### Short exercise
Extract each line of the records below that contains the string "surface".

(Point-based annotation data)
** START **
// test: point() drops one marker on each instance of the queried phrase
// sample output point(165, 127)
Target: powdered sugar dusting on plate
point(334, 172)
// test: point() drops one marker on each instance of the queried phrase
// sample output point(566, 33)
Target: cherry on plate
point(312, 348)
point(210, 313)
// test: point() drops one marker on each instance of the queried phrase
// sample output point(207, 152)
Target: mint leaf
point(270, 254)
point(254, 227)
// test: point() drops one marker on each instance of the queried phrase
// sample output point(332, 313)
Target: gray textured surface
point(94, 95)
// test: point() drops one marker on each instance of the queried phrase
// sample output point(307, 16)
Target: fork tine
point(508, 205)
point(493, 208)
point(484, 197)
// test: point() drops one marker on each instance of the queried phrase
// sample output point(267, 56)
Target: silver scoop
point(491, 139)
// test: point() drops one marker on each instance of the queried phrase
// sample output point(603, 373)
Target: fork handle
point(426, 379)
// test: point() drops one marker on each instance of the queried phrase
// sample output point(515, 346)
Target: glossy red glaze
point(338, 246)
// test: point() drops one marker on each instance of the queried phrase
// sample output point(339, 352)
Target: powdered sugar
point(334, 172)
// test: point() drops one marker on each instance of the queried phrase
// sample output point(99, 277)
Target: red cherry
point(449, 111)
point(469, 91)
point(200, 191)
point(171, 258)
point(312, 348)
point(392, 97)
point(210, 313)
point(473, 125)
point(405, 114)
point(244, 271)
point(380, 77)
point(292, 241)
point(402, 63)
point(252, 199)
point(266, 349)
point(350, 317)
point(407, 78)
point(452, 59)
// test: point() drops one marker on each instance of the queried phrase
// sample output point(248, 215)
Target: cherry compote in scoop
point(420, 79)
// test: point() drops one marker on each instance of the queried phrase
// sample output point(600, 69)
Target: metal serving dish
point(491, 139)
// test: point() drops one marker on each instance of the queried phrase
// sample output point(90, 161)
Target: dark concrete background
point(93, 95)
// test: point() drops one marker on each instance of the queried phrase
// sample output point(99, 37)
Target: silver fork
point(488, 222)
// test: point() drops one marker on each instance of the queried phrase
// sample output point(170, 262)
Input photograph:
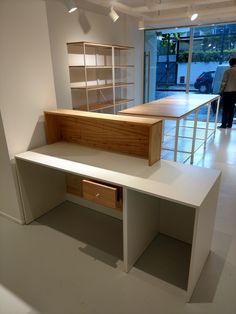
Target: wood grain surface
point(128, 135)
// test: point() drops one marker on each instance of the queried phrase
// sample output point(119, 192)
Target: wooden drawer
point(100, 193)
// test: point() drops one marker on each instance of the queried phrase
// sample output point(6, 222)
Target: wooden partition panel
point(129, 135)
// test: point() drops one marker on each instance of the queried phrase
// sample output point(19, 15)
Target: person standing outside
point(228, 93)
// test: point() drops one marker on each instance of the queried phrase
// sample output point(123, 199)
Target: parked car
point(204, 82)
point(220, 70)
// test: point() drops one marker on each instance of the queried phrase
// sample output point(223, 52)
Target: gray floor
point(68, 261)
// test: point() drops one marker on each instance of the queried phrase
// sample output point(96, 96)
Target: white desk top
point(171, 107)
point(169, 180)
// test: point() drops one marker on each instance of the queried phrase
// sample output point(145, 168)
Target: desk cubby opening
point(166, 229)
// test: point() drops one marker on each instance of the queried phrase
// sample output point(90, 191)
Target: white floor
point(59, 265)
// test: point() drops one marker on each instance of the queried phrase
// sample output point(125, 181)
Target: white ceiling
point(172, 13)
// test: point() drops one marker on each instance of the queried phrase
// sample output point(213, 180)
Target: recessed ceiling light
point(113, 15)
point(194, 16)
point(71, 5)
point(141, 25)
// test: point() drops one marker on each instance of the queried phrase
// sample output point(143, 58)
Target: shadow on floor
point(207, 285)
point(101, 234)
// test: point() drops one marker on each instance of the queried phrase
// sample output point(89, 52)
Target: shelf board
point(97, 106)
point(123, 101)
point(120, 47)
point(92, 66)
point(104, 105)
point(102, 86)
point(120, 84)
point(123, 66)
point(101, 66)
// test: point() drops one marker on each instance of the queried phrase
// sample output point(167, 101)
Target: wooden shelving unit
point(101, 76)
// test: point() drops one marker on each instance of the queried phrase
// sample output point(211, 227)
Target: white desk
point(169, 198)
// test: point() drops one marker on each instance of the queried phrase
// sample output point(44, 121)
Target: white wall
point(84, 25)
point(26, 88)
point(9, 201)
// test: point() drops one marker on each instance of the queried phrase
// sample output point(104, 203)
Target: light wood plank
point(100, 193)
point(132, 136)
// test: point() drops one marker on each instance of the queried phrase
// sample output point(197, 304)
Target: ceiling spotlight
point(71, 6)
point(113, 15)
point(194, 16)
point(141, 26)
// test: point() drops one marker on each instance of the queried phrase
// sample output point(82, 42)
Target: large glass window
point(167, 60)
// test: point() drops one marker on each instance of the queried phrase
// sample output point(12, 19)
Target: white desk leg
point(207, 124)
point(163, 131)
point(202, 237)
point(140, 224)
point(194, 137)
point(176, 140)
point(42, 189)
point(217, 113)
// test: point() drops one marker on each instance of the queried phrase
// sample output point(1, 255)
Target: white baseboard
point(19, 221)
point(102, 209)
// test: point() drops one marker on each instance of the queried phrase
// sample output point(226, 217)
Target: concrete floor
point(61, 265)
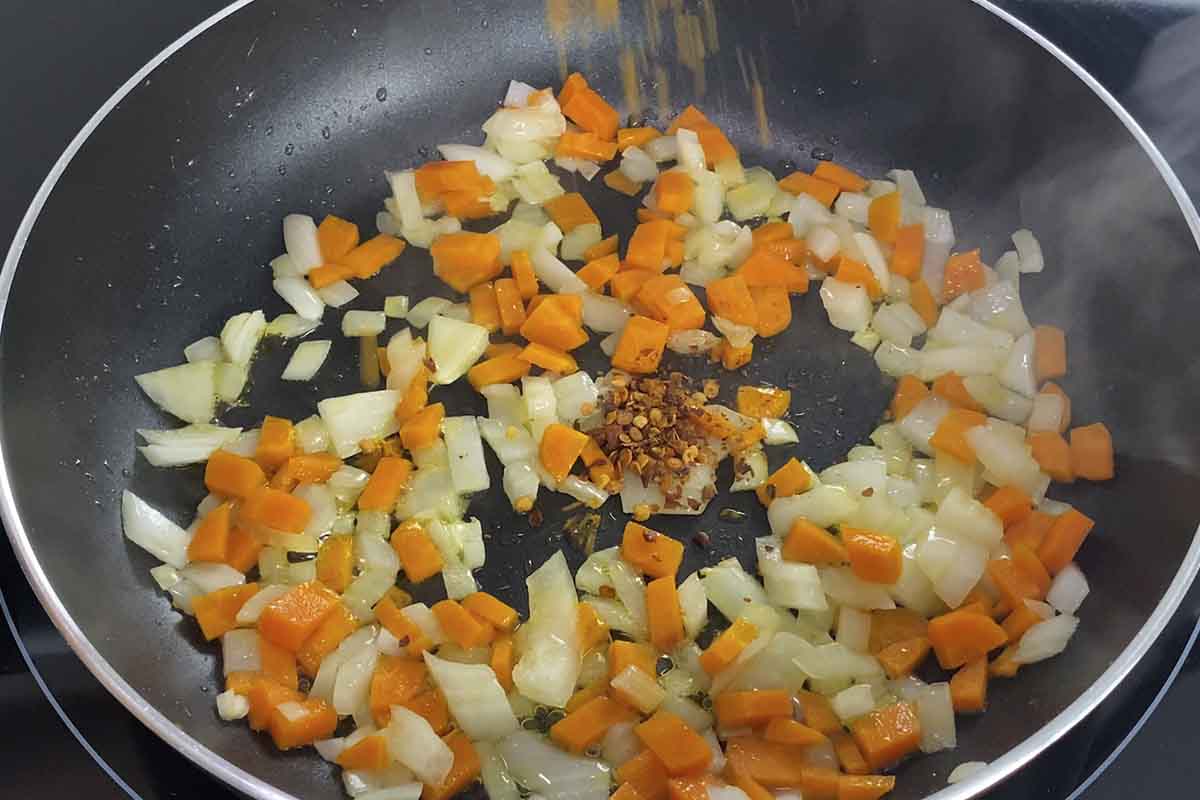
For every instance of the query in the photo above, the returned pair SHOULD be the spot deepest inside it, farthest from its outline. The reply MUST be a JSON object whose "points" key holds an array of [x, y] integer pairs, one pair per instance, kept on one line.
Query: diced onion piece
{"points": [[150, 530], [307, 360], [1029, 251], [300, 240], [301, 296], [466, 452], [187, 391], [550, 773], [852, 703], [475, 698], [353, 419], [847, 305], [550, 659], [1068, 590], [455, 346]]}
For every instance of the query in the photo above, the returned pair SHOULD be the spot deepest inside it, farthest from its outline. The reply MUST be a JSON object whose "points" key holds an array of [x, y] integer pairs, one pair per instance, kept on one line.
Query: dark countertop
{"points": [[63, 60]]}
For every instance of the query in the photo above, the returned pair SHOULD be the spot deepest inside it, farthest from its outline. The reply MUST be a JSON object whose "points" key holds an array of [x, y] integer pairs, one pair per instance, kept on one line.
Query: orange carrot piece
{"points": [[601, 248], [909, 251], [523, 274], [550, 359], [597, 274], [910, 391], [418, 553], [243, 549], [627, 283], [883, 217], [670, 300], [292, 618], [673, 192], [641, 346], [635, 137], [210, 542], [789, 732], [217, 611], [664, 613], [1011, 504], [585, 145], [465, 259], [784, 482], [964, 274], [561, 447], [373, 254], [369, 753], [843, 178], [501, 370], [887, 734], [424, 427], [592, 113], [333, 630], [231, 475], [682, 750], [1091, 452], [730, 299], [509, 305], [587, 725], [1063, 540], [336, 238], [961, 636], [903, 657], [951, 435], [276, 443], [647, 247], [318, 722], [969, 687], [502, 661], [768, 763], [617, 181], [1053, 453], [275, 510], [460, 625], [849, 756], [551, 323], [646, 775], [462, 774], [651, 552], [415, 396], [727, 647], [773, 308], [335, 561], [864, 787], [894, 625], [819, 713], [492, 611], [570, 210], [807, 543], [751, 709], [822, 191], [922, 300], [1049, 353], [952, 389], [766, 269], [385, 483], [875, 558]]}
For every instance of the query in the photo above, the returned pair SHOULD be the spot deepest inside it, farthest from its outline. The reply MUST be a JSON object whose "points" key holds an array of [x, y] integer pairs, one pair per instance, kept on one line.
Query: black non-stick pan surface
{"points": [[161, 224]]}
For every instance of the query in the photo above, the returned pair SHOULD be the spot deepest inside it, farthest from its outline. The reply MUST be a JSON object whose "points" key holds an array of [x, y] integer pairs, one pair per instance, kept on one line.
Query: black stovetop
{"points": [[65, 737]]}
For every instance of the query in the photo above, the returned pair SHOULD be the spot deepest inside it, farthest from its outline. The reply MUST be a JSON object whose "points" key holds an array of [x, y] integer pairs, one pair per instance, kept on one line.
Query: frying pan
{"points": [[155, 226]]}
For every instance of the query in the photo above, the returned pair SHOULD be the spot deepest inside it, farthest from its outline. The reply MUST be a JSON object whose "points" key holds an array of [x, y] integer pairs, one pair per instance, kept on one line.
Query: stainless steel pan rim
{"points": [[244, 781]]}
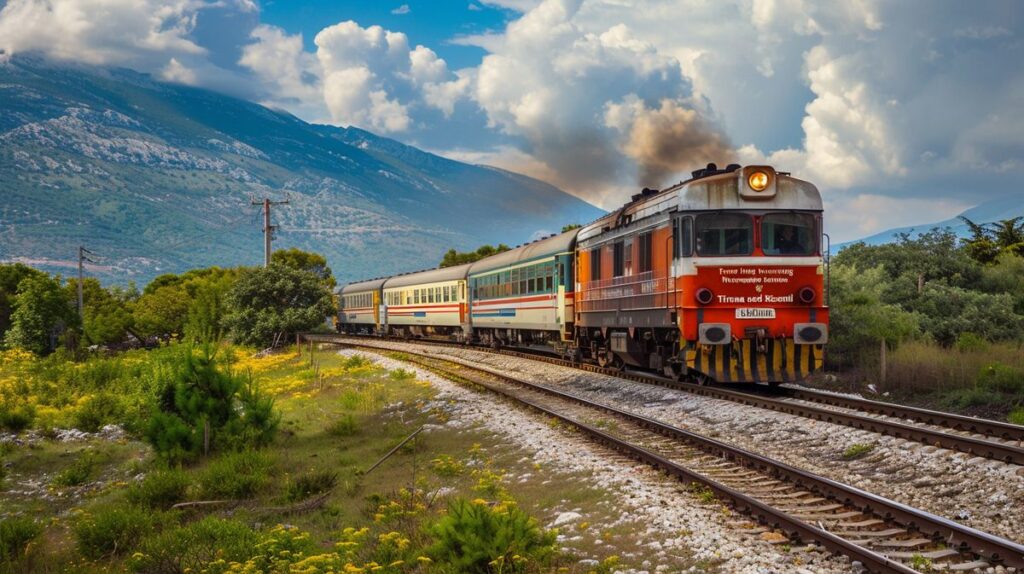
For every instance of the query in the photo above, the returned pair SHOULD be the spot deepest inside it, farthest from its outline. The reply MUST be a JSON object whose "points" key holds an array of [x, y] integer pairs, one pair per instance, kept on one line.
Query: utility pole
{"points": [[267, 228], [82, 258]]}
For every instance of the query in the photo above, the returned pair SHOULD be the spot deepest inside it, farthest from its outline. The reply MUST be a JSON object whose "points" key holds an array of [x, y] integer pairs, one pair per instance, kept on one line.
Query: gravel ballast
{"points": [[678, 527], [979, 492]]}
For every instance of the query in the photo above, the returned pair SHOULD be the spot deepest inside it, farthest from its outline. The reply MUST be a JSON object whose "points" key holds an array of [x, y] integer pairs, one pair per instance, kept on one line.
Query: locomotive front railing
{"points": [[642, 291]]}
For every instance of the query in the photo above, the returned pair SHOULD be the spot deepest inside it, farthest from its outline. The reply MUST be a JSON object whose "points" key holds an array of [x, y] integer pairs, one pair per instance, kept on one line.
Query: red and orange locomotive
{"points": [[720, 276]]}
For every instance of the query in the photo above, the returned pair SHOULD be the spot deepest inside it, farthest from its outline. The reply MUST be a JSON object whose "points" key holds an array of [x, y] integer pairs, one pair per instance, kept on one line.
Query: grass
{"points": [[857, 450], [330, 436]]}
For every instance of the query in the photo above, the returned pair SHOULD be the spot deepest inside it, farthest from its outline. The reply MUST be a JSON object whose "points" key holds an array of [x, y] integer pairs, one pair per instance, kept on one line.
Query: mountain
{"points": [[994, 210], [157, 177]]}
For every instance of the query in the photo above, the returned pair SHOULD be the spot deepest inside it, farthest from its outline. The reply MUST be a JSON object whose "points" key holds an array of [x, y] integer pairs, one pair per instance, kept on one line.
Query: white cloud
{"points": [[103, 32]]}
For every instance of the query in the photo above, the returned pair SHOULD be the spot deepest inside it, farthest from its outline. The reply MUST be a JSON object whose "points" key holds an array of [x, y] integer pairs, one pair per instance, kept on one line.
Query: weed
{"points": [[108, 531], [921, 564], [448, 466], [702, 492], [79, 473], [16, 417], [190, 547], [161, 489], [237, 475], [476, 537], [401, 374], [857, 450], [343, 426], [1001, 379], [15, 533], [309, 484], [1016, 416]]}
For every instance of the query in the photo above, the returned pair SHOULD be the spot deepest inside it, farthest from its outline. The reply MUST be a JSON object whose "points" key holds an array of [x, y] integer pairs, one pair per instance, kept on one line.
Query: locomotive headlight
{"points": [[758, 180], [705, 296]]}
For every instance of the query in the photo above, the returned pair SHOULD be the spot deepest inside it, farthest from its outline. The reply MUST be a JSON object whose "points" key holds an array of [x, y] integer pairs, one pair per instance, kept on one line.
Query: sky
{"points": [[901, 113]]}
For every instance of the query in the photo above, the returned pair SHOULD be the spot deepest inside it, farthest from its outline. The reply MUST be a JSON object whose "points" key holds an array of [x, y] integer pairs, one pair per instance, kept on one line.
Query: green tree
{"points": [[268, 304], [162, 312], [10, 277], [41, 315], [453, 257], [859, 319], [207, 310], [107, 314], [306, 261], [946, 312], [204, 406]]}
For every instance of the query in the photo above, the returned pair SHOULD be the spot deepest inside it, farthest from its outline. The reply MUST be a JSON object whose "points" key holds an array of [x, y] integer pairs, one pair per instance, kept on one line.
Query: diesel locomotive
{"points": [[718, 277]]}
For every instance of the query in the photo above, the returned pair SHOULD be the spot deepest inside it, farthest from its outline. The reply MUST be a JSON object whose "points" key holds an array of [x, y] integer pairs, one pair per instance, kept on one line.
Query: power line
{"points": [[83, 256], [267, 227]]}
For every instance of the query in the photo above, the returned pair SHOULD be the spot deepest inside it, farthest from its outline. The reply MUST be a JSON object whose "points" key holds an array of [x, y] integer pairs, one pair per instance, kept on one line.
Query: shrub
{"points": [[96, 410], [16, 417], [15, 533], [343, 426], [203, 404], [1001, 379], [161, 489], [309, 484], [475, 537], [446, 466], [237, 475], [111, 531], [857, 450], [1016, 416], [78, 474], [189, 547]]}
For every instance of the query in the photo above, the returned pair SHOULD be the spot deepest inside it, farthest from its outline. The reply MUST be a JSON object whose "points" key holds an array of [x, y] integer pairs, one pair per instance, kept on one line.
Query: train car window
{"points": [[724, 233], [644, 256], [628, 257], [686, 236], [788, 233], [617, 262]]}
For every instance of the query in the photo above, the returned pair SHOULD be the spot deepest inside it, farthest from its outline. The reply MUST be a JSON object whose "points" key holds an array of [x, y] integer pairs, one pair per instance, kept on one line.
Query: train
{"points": [[720, 277]]}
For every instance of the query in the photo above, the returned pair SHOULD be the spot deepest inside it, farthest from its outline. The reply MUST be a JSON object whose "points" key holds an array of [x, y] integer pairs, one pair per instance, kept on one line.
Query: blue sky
{"points": [[902, 113], [431, 23]]}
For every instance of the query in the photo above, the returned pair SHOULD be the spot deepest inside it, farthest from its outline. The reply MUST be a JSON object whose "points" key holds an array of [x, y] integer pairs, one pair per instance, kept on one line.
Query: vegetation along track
{"points": [[883, 535], [979, 437]]}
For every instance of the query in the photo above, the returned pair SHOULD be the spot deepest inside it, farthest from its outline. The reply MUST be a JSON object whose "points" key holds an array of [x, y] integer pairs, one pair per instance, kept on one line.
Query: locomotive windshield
{"points": [[788, 233], [724, 233]]}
** END **
### Task solution
Target: gray textured surface
Target: wood grain surface
Query: black non-stick pan surface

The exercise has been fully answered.